§ **Stated goal**
Please reproduce every row below, requests included, shifting each coordinate in the answers by -75 while leaving the numbers in the requests and their format samples unchanged. Omit the pictures from your output.

§ **Input data**
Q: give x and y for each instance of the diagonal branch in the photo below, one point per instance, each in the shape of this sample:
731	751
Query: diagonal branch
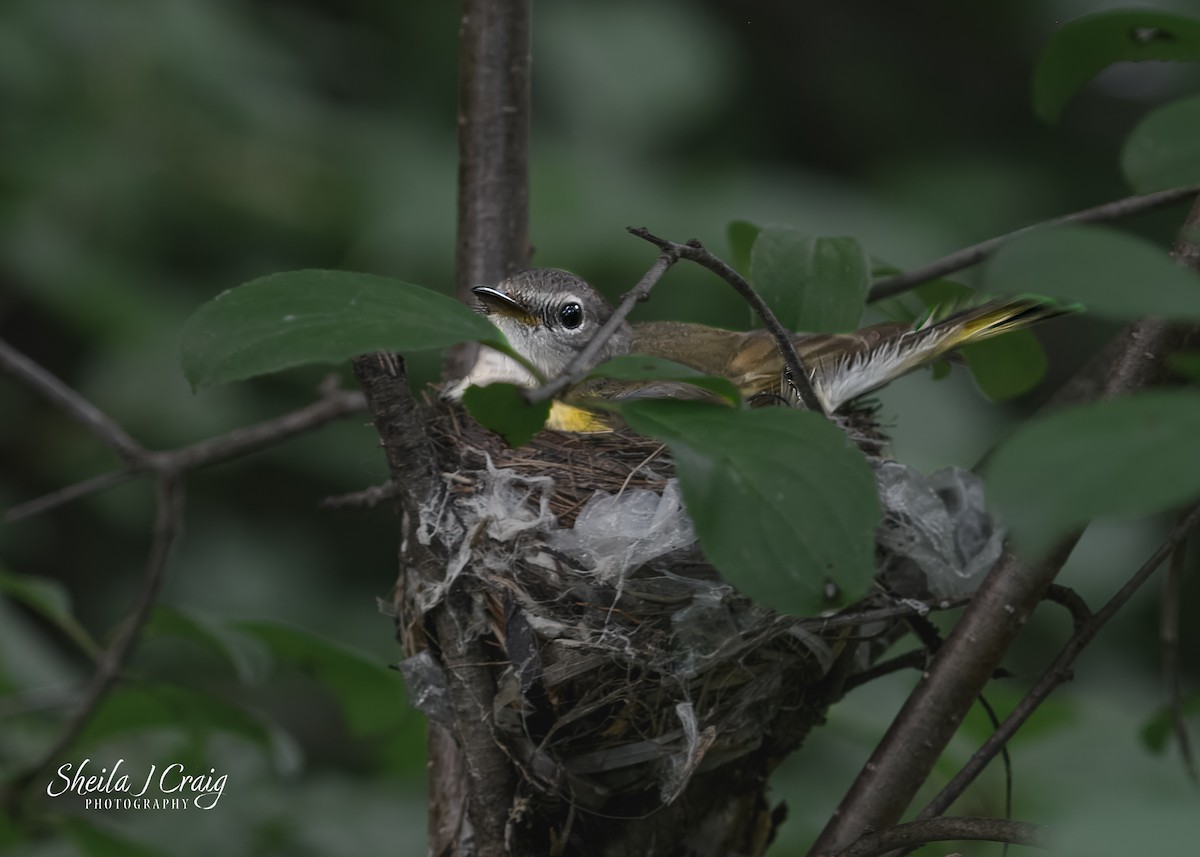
333	405
978	252
1060	670
930	717
694	251
168	523
78	408
917	833
1169	642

§ **Worked solution**
Q: give x and y for each instance of the diagonal branch in the photo below, one point per instance, each in the shape of this sample:
731	751
Query: diagonal branch
258	330
903	177
985	595
855	642
619	176
93	448
3	333
842	758
1094	567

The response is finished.